▶ _What to work on_
Go to the line containing "Target: cabinet handle" in the records below and print it and every following line exactly, on through the line containing "Where can the white lamp", then stop.

▶ _Supplied entries_
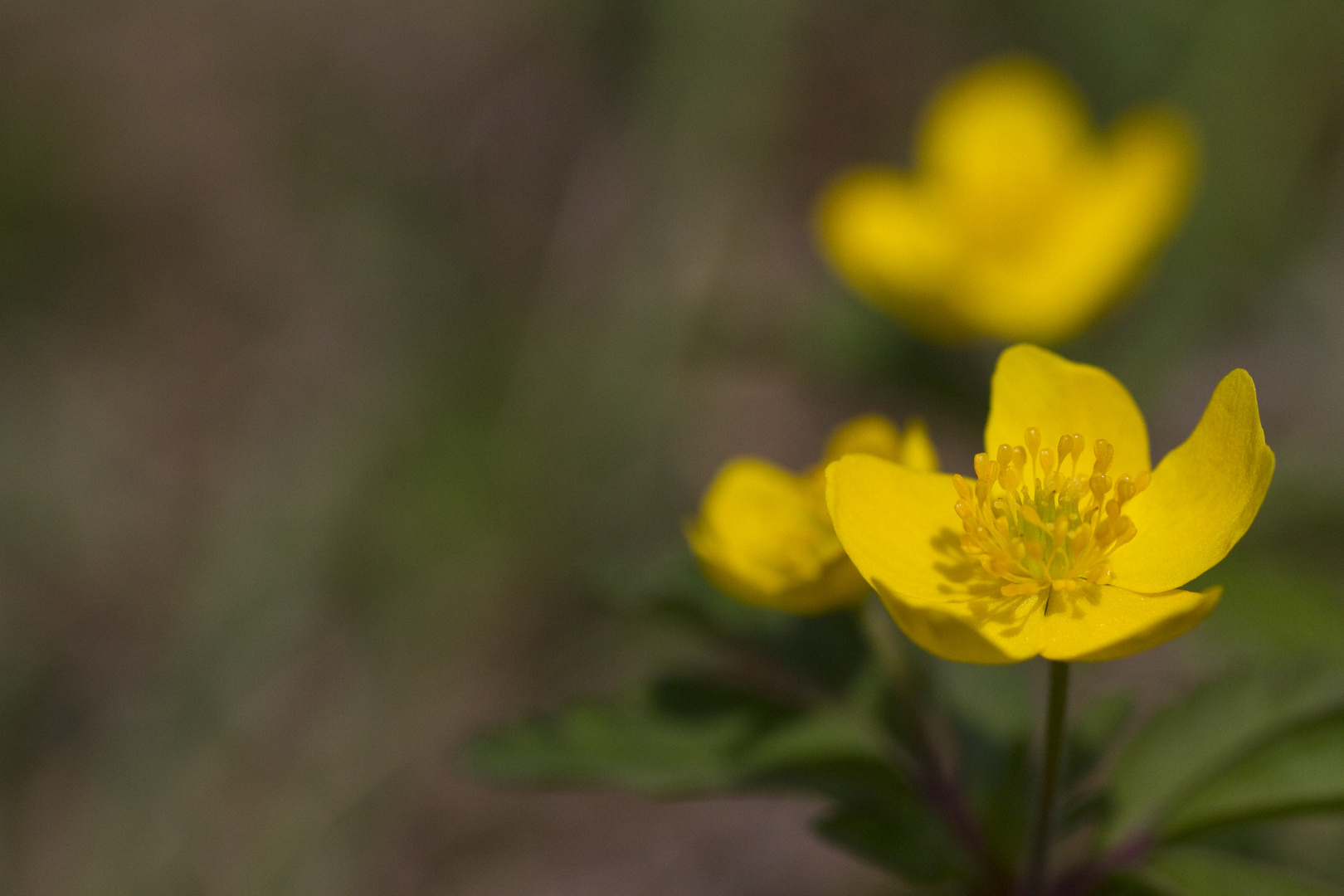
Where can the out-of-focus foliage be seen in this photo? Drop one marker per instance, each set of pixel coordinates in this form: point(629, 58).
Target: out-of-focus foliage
point(343, 342)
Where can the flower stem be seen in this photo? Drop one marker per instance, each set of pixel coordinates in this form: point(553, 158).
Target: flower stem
point(1040, 855)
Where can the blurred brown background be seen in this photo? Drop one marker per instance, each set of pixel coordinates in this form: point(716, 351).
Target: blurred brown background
point(347, 344)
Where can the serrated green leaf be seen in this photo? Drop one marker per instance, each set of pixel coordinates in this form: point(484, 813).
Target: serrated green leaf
point(1194, 740)
point(632, 747)
point(1195, 871)
point(1300, 772)
point(825, 733)
point(856, 782)
point(823, 652)
point(696, 696)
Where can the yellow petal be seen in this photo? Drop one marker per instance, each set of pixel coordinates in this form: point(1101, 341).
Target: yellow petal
point(1203, 494)
point(996, 139)
point(1108, 622)
point(917, 450)
point(889, 242)
point(901, 531)
point(1112, 208)
point(763, 538)
point(1034, 387)
point(869, 434)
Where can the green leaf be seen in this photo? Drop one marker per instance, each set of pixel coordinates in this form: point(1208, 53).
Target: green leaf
point(824, 733)
point(993, 700)
point(1301, 772)
point(1191, 742)
point(824, 652)
point(899, 835)
point(1195, 871)
point(632, 747)
point(696, 696)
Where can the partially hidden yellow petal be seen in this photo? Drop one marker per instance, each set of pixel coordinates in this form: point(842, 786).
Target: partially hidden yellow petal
point(1203, 494)
point(763, 538)
point(917, 450)
point(1108, 622)
point(890, 243)
point(1109, 212)
point(999, 134)
point(869, 434)
point(901, 531)
point(1035, 387)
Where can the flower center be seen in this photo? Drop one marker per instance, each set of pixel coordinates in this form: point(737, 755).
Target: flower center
point(1040, 528)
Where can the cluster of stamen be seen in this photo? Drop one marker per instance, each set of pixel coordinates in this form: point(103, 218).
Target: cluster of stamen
point(1040, 528)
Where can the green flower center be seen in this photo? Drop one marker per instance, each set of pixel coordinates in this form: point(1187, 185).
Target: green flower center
point(1042, 529)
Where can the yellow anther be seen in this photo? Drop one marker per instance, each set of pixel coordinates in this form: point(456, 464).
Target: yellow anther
point(1105, 453)
point(1099, 574)
point(1125, 488)
point(1127, 531)
point(962, 485)
point(1004, 514)
point(1099, 485)
point(1074, 488)
point(1081, 540)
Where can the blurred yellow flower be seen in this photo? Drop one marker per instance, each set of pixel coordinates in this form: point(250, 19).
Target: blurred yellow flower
point(1019, 222)
point(763, 533)
point(1040, 555)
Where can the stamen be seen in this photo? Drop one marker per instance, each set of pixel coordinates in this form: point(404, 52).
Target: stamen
point(1038, 533)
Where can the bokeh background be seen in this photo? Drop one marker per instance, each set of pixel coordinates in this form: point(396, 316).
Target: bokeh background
point(350, 353)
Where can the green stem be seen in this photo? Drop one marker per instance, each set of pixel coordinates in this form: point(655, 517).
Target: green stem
point(1040, 855)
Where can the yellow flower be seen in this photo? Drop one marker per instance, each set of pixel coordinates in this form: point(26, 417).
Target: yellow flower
point(1042, 553)
point(763, 533)
point(1019, 222)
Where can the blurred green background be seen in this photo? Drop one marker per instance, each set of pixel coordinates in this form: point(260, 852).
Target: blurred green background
point(351, 348)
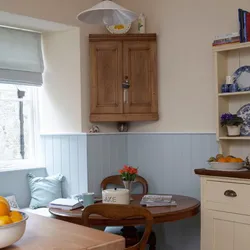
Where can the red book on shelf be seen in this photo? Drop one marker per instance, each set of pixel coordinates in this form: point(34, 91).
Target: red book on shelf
point(248, 26)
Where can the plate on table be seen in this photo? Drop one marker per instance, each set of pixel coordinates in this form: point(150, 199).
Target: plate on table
point(226, 166)
point(242, 77)
point(244, 113)
point(119, 29)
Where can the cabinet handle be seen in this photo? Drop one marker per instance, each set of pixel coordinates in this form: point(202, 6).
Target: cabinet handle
point(125, 86)
point(230, 193)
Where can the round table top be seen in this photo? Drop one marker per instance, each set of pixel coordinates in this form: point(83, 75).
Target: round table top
point(186, 207)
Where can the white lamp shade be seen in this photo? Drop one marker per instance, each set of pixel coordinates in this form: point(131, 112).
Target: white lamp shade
point(108, 13)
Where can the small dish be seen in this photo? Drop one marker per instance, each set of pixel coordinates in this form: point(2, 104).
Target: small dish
point(119, 29)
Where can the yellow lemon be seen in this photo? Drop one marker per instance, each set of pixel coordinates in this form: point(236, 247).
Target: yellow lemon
point(5, 220)
point(16, 216)
point(4, 200)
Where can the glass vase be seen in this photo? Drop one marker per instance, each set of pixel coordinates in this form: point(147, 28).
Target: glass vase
point(128, 185)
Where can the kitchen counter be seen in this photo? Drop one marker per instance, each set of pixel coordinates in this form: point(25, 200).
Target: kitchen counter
point(228, 174)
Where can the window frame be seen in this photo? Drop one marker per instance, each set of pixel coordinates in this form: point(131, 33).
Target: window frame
point(34, 161)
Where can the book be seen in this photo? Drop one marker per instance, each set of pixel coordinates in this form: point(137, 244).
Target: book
point(228, 35)
point(226, 41)
point(157, 200)
point(65, 204)
point(248, 26)
point(241, 25)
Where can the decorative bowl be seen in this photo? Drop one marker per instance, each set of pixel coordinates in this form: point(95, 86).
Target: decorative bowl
point(119, 29)
point(226, 165)
point(11, 233)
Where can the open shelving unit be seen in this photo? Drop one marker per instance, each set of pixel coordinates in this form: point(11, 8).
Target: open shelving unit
point(228, 58)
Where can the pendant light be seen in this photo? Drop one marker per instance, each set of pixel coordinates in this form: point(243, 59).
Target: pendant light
point(108, 13)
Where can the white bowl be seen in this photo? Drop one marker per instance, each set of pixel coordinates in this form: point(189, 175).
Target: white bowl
point(11, 233)
point(226, 165)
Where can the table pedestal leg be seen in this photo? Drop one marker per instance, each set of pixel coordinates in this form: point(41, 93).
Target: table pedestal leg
point(130, 235)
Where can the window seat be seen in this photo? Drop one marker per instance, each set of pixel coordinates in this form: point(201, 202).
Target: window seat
point(14, 182)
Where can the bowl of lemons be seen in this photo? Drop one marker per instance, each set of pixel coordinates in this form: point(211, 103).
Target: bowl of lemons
point(12, 224)
point(230, 162)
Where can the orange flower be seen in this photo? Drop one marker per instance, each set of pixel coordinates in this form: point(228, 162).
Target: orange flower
point(121, 171)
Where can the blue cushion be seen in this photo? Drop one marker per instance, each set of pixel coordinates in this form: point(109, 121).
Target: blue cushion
point(44, 189)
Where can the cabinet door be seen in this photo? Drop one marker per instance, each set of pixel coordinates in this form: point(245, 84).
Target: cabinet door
point(225, 231)
point(106, 77)
point(139, 65)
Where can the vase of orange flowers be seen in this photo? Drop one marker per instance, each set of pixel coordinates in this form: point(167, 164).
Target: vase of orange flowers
point(128, 174)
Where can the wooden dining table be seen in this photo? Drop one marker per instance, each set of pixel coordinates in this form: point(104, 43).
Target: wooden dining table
point(186, 207)
point(50, 234)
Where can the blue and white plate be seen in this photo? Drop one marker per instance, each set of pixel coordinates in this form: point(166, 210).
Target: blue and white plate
point(242, 77)
point(244, 113)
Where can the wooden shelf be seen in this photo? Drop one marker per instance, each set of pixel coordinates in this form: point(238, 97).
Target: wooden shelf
point(229, 47)
point(234, 94)
point(235, 138)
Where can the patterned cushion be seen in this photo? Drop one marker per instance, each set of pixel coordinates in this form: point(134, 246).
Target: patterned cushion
point(12, 201)
point(44, 189)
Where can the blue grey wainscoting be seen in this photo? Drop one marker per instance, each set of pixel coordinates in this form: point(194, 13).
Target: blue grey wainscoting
point(67, 154)
point(166, 160)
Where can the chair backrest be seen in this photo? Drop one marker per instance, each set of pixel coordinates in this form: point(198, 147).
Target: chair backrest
point(121, 212)
point(117, 180)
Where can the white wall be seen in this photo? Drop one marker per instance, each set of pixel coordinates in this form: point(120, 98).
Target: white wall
point(60, 96)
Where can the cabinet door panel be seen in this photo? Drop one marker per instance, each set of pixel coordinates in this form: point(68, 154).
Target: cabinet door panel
point(106, 76)
point(140, 67)
point(225, 231)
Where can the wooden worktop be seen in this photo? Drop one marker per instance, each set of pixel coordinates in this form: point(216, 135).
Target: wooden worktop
point(48, 234)
point(229, 174)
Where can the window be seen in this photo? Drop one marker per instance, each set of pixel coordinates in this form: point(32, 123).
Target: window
point(18, 124)
point(21, 68)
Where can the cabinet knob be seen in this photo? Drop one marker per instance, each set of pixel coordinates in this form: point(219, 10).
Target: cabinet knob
point(230, 193)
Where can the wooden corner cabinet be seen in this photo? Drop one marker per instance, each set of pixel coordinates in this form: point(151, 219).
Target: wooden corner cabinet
point(123, 78)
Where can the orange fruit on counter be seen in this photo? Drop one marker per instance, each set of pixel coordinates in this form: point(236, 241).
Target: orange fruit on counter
point(4, 200)
point(4, 209)
point(16, 216)
point(222, 159)
point(234, 160)
point(239, 160)
point(5, 220)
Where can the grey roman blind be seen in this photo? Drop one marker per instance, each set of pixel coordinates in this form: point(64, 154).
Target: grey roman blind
point(21, 60)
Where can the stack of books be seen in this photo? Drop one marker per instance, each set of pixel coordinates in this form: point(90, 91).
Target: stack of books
point(244, 21)
point(227, 39)
point(65, 204)
point(157, 201)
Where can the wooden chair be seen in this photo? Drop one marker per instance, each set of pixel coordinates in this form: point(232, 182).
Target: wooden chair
point(117, 181)
point(121, 212)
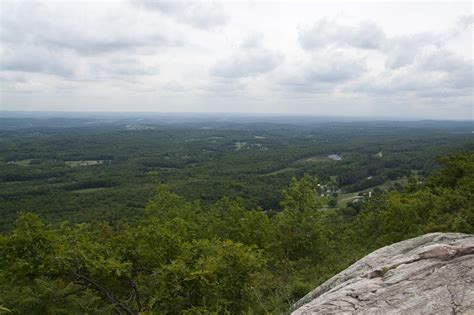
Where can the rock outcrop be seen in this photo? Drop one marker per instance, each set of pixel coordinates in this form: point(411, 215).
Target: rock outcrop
point(430, 274)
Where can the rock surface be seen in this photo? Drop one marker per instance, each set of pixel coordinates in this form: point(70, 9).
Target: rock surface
point(430, 274)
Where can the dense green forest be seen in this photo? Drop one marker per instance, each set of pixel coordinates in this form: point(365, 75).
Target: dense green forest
point(84, 170)
point(184, 257)
point(215, 217)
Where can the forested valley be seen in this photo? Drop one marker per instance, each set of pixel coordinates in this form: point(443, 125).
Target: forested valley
point(224, 217)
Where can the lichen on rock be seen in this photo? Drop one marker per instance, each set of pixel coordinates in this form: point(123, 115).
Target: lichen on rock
point(430, 274)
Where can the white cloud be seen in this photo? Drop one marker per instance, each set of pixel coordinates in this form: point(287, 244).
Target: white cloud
point(203, 14)
point(327, 32)
point(205, 56)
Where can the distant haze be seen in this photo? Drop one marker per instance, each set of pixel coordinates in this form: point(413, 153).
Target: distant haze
point(385, 59)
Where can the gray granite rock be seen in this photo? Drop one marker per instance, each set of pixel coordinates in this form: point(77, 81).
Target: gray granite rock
point(430, 274)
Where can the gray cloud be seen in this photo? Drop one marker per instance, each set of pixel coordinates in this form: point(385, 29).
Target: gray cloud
point(247, 63)
point(105, 33)
point(203, 14)
point(326, 32)
point(30, 58)
point(323, 73)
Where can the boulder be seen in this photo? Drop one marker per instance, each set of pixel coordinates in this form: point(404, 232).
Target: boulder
point(430, 274)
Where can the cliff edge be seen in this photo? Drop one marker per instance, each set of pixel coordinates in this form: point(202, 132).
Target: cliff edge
point(430, 274)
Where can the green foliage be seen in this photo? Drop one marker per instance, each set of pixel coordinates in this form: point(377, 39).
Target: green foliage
point(184, 257)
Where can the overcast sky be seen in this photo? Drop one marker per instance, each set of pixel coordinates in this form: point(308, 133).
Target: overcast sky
point(397, 59)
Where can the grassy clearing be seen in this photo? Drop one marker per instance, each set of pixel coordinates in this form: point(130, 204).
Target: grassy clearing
point(84, 163)
point(23, 162)
point(284, 170)
point(314, 159)
point(344, 199)
point(88, 190)
point(240, 145)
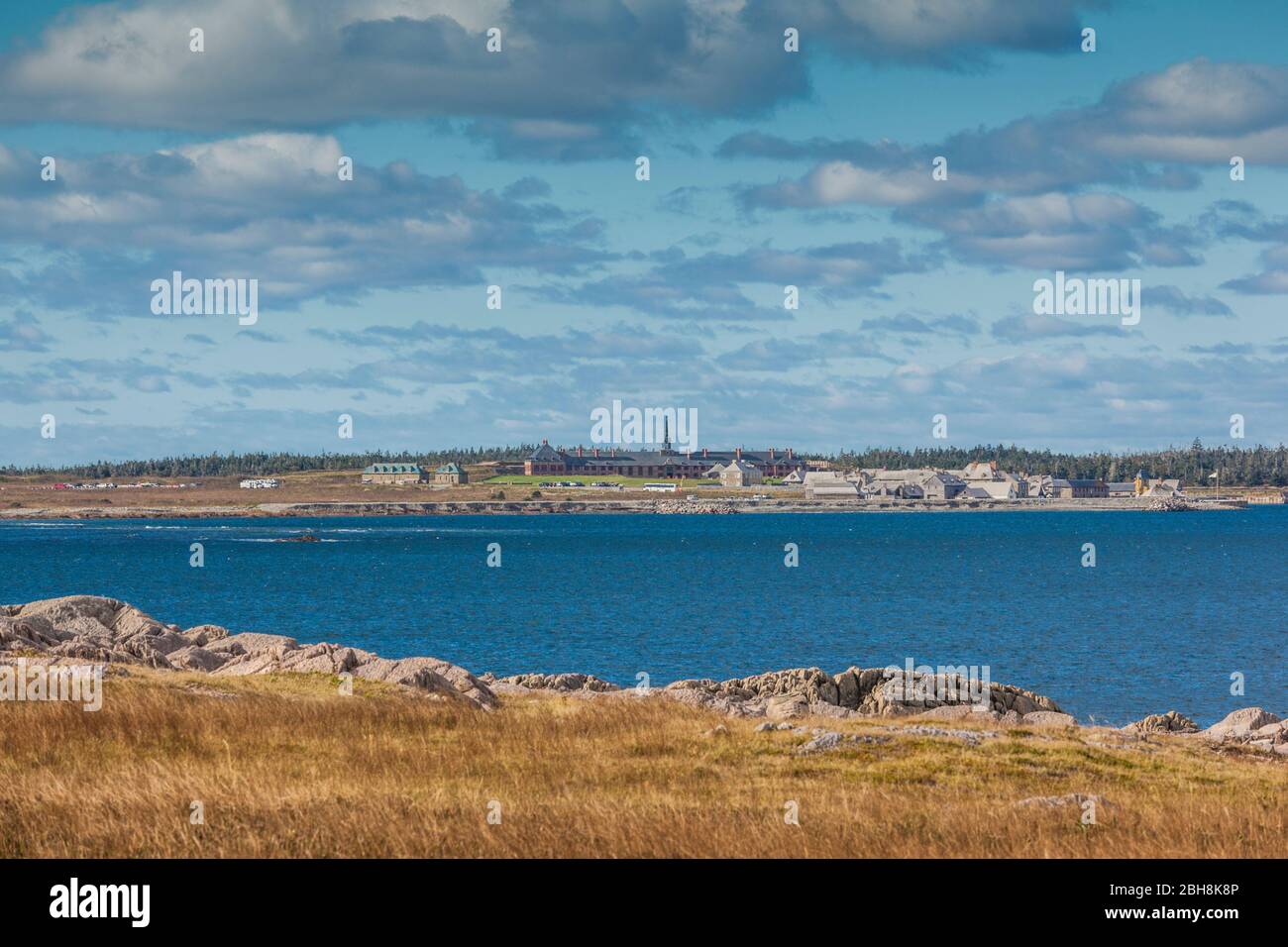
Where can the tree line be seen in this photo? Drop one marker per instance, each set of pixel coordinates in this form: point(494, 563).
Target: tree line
point(1248, 467)
point(266, 464)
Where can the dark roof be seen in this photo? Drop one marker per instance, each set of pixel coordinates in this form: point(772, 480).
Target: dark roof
point(393, 468)
point(546, 454)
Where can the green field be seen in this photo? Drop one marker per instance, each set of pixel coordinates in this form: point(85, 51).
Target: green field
point(627, 482)
point(524, 480)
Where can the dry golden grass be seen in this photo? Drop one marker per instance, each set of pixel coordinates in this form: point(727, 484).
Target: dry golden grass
point(287, 767)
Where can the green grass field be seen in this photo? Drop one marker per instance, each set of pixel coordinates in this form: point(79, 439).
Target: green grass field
point(627, 482)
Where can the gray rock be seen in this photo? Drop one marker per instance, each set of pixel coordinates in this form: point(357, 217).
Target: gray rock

▶ _Written solution_
Target: cabinet handle
point(125, 86)
point(230, 193)
Where can the round table top be seen in this photo? Drop one marker per instance, each set of pixel coordinates in this form: point(83, 75).
Target: round table top
point(186, 207)
Where can the white lamp shade be seen in this photo? Drop one marker per instance, each set of pixel coordinates in this form: point(131, 112).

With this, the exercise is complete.